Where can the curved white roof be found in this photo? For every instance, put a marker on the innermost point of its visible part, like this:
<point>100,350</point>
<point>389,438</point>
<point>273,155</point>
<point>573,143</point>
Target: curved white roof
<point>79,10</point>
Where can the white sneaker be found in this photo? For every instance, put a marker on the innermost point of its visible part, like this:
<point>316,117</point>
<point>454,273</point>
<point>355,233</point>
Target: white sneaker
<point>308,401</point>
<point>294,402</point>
________
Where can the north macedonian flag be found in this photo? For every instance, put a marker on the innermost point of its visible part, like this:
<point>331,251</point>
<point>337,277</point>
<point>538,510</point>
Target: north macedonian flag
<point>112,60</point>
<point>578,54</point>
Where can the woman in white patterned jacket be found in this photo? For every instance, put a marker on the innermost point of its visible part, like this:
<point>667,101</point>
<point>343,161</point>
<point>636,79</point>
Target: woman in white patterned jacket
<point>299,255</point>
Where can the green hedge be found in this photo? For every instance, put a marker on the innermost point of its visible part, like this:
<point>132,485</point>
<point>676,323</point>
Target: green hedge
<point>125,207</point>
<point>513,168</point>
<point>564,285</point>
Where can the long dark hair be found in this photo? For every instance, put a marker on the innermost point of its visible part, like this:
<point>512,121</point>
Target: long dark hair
________
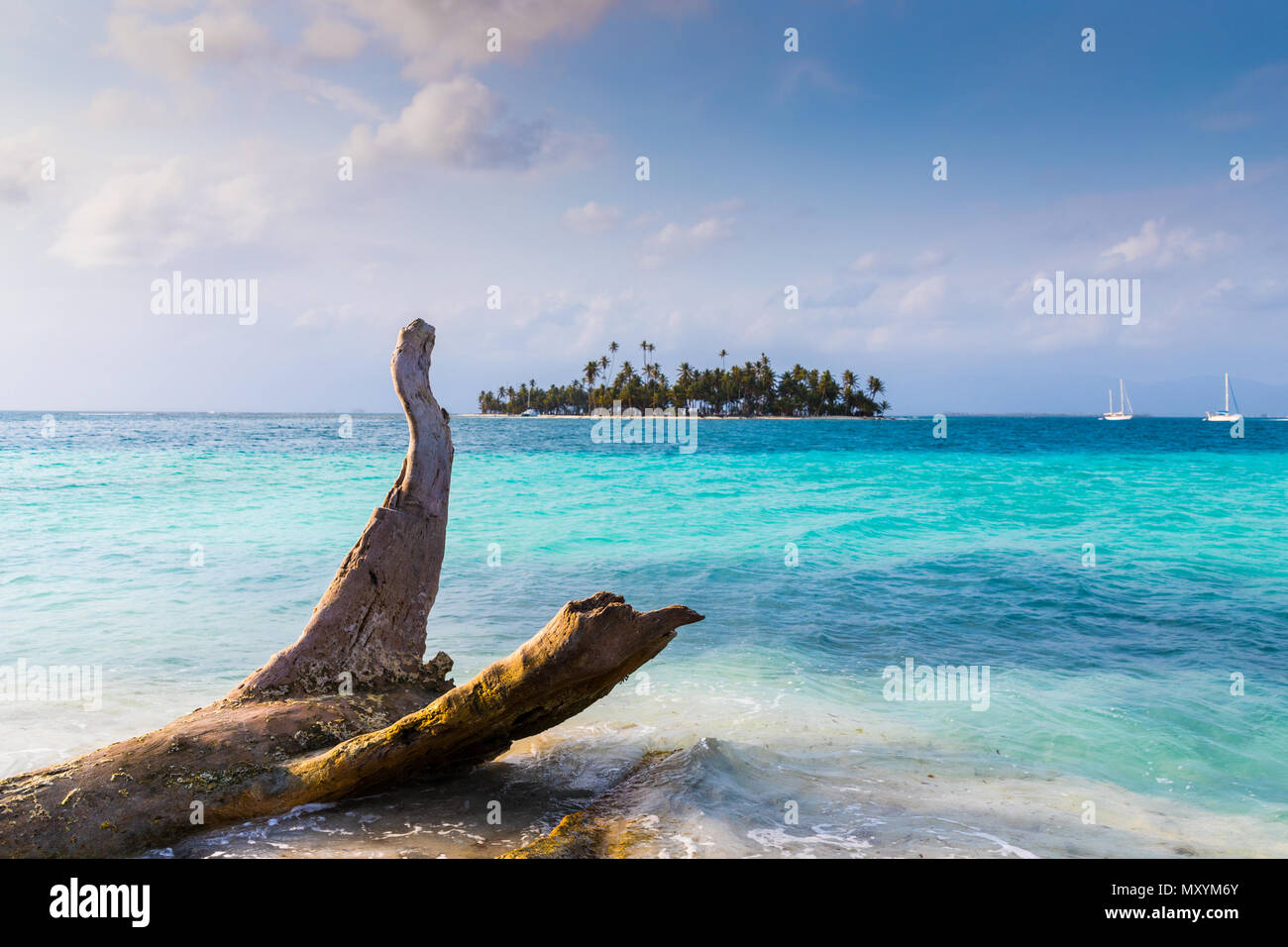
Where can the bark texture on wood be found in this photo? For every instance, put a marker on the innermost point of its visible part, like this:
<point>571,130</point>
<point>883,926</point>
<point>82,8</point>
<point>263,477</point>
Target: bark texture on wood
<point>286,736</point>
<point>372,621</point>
________
**Given problem**
Rename "green hedge" to "trimmed hedge" and write out the stretch from the line containing "Where can the woman" through the line containing "<point>564,285</point>", leaving everything else unchanged.

**Solution**
Where can the woman in white patterned jacket be found in this photo? For every instance, put a marker on the innermost point of its visible part, like this:
<point>667,101</point>
<point>343,161</point>
<point>636,79</point>
Target: woman in white patterned jacket
<point>299,255</point>
Where can the trimmed hedge be found in this photo? For every instance, put a marker on the innermost point of its visible part, like this:
<point>132,485</point>
<point>676,323</point>
Target: trimmed hedge
<point>125,207</point>
<point>513,168</point>
<point>564,285</point>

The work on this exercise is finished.